* Extract to read *
Population (2026-01-01)
- • Total: 668
- • Density: 34.3/km^{2} (88.8/sq mi)
- Time zone: UTC+1 (CET)
- • Summer (DST): UTC+2 (CEST)
- Postal code: 382 78
- Website: www.lipnonadvltavou.cz

= Lipno nad Vltavou =

Lipno nad Vltavou (Lippen) is a municipality and village in Český Krumlov District in the South Bohemian Region of the Czech Republic. It has about 700 inhabitants. It is a popular summer resort.

==Administrative division==
Lipno nad Vltavou consists of two municipal parts (in brackets population according to the 2021 census):
- Lipno nad Vltavou (584)
- Slupečná (50)

==Etymology==
In the oldest documents, the name was written in the masculine gender as Lipen, but later the neuter gender Lipno prevailed. The name is derived from the Czech word lípa ('linden') and the Old Czech adjective lipný.

* Supplied information *
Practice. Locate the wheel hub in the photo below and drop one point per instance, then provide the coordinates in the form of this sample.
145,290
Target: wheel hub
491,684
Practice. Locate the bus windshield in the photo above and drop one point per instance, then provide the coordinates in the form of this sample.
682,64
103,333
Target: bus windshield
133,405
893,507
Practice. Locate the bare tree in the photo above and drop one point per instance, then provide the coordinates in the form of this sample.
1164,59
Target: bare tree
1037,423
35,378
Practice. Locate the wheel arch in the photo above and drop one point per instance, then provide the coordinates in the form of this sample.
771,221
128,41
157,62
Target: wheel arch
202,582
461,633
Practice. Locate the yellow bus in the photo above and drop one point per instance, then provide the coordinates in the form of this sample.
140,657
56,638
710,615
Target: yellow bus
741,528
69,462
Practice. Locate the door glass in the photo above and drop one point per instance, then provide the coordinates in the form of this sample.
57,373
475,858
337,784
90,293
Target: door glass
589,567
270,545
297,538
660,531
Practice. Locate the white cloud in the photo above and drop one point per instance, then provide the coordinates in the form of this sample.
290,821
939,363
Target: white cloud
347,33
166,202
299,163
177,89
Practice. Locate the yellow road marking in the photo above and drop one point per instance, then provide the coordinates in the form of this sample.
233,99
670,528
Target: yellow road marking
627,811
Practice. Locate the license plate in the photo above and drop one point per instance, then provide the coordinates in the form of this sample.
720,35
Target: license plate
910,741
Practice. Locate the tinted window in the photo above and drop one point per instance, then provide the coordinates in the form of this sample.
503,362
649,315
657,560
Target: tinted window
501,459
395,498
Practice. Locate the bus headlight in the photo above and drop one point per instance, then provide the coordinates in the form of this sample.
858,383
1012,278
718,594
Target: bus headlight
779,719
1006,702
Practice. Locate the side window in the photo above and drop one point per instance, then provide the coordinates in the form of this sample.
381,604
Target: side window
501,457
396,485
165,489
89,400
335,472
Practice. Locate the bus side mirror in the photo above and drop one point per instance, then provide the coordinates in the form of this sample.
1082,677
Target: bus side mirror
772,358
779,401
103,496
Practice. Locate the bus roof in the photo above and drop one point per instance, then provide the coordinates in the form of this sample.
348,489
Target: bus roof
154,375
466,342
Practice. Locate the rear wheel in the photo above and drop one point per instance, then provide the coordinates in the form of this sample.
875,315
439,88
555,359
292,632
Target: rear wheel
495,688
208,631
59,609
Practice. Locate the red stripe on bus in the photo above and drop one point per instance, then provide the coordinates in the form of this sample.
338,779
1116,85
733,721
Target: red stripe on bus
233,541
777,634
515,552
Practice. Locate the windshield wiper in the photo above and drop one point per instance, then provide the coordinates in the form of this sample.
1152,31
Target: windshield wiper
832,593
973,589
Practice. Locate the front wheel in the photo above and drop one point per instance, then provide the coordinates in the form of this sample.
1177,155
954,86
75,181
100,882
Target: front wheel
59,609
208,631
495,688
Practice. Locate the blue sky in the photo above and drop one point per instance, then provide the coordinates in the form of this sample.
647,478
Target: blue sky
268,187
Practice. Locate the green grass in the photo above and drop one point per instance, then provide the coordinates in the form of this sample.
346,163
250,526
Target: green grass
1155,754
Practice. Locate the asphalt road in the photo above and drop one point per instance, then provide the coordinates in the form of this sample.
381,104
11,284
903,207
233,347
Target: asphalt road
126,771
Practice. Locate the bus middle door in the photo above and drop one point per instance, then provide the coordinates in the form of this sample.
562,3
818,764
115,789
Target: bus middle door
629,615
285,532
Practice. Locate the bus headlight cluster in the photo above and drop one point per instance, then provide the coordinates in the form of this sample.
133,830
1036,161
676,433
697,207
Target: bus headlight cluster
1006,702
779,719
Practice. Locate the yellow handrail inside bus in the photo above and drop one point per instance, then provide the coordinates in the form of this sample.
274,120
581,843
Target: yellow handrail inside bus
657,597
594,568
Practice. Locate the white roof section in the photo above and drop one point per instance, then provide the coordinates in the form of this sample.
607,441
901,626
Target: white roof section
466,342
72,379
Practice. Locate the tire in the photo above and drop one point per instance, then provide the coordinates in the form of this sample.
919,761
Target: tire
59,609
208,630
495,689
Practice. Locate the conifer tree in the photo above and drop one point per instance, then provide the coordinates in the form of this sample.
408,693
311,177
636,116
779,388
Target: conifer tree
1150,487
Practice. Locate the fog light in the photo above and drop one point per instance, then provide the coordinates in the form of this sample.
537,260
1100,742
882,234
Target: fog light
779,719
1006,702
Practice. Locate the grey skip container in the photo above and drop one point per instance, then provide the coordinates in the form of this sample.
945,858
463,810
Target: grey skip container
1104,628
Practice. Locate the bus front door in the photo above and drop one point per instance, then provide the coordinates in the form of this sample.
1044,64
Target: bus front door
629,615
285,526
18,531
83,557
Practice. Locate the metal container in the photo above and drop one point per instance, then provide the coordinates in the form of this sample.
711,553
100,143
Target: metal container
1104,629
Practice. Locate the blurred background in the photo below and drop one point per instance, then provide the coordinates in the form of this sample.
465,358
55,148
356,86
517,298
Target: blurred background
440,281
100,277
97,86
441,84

* About this task *
In the text about Lipno nad Vltavou, what population does it give for Slupečná in the 2021 census? The records have nothing to do with the text about Lipno nad Vltavou.

* Task result *
50